PROMPT
Count the lines in the data below that contain the string "leaf", with case taken into account. Give only the number.

MATERIAL TO PROCESS
+++++

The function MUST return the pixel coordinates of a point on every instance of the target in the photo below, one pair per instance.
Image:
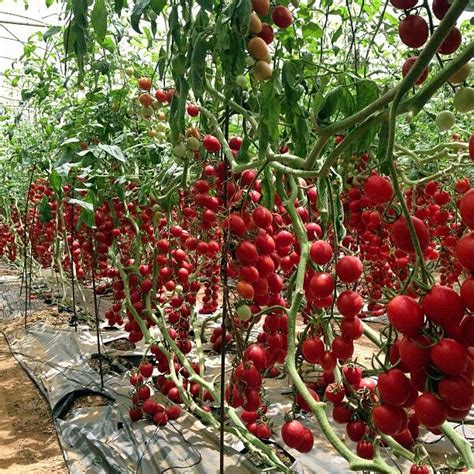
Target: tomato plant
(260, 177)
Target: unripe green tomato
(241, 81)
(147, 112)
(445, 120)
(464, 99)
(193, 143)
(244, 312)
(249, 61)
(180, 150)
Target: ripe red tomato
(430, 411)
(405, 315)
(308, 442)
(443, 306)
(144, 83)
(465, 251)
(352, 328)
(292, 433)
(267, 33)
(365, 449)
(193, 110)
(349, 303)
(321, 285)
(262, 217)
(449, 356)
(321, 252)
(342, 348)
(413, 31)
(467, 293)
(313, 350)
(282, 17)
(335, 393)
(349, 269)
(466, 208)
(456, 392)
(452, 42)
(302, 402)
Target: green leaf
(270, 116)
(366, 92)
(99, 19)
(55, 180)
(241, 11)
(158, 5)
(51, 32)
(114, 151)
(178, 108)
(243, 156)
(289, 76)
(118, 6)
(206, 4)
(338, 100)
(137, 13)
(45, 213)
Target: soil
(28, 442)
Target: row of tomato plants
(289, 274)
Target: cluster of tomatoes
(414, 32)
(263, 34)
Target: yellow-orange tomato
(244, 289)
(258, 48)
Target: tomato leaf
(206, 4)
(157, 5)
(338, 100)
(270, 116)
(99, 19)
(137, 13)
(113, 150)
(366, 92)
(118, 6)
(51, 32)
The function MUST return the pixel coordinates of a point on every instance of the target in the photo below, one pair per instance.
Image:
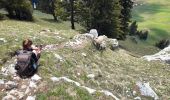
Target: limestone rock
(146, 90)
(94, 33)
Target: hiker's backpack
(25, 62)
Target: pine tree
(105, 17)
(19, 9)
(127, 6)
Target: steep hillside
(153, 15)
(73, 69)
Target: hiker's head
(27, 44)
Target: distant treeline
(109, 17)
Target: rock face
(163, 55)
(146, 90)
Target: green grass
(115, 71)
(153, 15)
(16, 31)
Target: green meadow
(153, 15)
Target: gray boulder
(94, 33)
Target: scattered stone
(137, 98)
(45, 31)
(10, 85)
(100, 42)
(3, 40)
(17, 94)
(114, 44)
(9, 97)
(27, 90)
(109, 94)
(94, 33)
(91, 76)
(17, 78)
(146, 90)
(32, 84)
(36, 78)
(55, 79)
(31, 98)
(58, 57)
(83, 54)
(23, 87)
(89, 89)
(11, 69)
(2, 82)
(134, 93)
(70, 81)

+++++

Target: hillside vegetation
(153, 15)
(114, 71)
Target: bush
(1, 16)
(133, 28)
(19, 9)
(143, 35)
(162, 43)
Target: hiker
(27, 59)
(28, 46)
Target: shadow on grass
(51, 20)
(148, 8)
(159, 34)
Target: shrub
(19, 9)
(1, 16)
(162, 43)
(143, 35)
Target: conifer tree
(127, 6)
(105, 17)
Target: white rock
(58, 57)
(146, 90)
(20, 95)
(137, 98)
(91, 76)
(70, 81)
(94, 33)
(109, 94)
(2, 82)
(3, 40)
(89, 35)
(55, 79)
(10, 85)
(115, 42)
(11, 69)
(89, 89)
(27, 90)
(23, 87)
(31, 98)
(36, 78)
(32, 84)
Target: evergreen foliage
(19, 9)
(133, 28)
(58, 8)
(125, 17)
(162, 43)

+++++

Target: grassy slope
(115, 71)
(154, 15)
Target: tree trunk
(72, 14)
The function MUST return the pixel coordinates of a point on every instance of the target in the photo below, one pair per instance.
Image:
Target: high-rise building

+++++

ANSWER TO THE PROBLEM
2